WHAT THE EXERCISE ASKS » In the listing below, take the lines from the one with "Where can you see the dirt" to the one with "column 266, row 175" and replace "sample" with "template" throughout them. Return only those lines, with everything else left unchanged.

--- start of LISTING ---

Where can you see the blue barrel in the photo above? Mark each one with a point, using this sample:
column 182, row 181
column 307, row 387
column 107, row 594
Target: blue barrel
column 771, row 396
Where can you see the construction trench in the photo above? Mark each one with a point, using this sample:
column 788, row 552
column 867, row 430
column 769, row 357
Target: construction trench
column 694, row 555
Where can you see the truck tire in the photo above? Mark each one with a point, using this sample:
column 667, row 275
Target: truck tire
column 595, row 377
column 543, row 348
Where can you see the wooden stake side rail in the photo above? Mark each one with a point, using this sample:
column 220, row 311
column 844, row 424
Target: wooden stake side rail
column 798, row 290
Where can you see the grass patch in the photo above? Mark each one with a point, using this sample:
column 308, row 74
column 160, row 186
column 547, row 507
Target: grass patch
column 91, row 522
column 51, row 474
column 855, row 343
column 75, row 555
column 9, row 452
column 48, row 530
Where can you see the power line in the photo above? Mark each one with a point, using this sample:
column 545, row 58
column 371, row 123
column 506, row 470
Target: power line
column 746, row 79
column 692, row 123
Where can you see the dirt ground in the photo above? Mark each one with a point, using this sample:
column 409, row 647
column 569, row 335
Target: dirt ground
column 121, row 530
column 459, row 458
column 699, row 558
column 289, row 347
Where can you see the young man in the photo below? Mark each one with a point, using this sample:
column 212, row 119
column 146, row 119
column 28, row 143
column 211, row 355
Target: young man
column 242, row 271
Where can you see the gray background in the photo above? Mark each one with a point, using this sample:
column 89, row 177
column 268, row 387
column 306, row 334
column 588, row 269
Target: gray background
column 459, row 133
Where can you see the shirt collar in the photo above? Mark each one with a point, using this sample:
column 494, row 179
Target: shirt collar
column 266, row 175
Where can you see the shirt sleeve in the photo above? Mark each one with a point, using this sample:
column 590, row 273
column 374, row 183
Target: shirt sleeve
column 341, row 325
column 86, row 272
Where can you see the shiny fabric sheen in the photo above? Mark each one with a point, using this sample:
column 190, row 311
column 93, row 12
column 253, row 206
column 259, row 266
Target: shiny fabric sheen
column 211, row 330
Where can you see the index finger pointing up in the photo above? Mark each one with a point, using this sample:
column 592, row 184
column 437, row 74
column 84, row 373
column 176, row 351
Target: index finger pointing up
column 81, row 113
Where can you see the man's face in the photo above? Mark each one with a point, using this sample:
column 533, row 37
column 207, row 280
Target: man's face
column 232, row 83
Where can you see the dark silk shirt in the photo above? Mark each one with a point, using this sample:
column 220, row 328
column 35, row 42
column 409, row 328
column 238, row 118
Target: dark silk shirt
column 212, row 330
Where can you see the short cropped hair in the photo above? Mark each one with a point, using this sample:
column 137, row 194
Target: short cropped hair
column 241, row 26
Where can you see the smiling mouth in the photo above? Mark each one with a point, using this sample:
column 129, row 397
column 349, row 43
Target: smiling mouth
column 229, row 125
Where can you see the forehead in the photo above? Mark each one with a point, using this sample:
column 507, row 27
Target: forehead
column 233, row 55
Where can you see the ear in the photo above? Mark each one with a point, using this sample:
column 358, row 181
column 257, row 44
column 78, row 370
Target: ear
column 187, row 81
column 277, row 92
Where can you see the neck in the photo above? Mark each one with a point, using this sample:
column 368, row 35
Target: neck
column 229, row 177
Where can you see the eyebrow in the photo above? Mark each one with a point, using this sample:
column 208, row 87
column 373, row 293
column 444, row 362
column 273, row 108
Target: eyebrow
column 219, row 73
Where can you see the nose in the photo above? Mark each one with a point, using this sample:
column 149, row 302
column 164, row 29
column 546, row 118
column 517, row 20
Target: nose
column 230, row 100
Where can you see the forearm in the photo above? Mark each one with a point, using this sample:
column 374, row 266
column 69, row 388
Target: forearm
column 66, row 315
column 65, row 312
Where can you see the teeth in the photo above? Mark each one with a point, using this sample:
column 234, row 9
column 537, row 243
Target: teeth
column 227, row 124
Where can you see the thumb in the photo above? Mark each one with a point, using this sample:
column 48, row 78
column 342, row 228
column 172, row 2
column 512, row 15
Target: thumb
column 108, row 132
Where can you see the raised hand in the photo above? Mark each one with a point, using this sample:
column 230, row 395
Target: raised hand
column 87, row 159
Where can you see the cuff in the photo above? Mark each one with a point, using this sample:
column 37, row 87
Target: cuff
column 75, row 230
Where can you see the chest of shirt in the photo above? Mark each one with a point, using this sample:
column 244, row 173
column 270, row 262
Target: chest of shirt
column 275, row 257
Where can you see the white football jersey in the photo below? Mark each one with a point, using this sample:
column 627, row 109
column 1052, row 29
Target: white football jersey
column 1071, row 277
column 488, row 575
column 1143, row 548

--- end of LISTING ---

FULL RESPONSE »
Where can you see the dirt ground in the photo above? Mark each one with a point, using this template:
column 409, row 647
column 569, row 335
Target: dirt ground
column 121, row 530
column 459, row 458
column 699, row 558
column 289, row 347
Where can you see the young man in the photo below? Mark each one with a point, using this template:
column 212, row 119
column 146, row 119
column 28, row 143
column 211, row 355
Target: young man
column 242, row 271
Where can you see the gray background in the photo above? Mark each one with a point, using this template:
column 89, row 177
column 268, row 387
column 306, row 334
column 588, row 269
Target: gray background
column 459, row 133
Where can you see the shirt collar in the photo above? Mark each one with a point, using this template:
column 494, row 179
Target: shirt collar
column 266, row 175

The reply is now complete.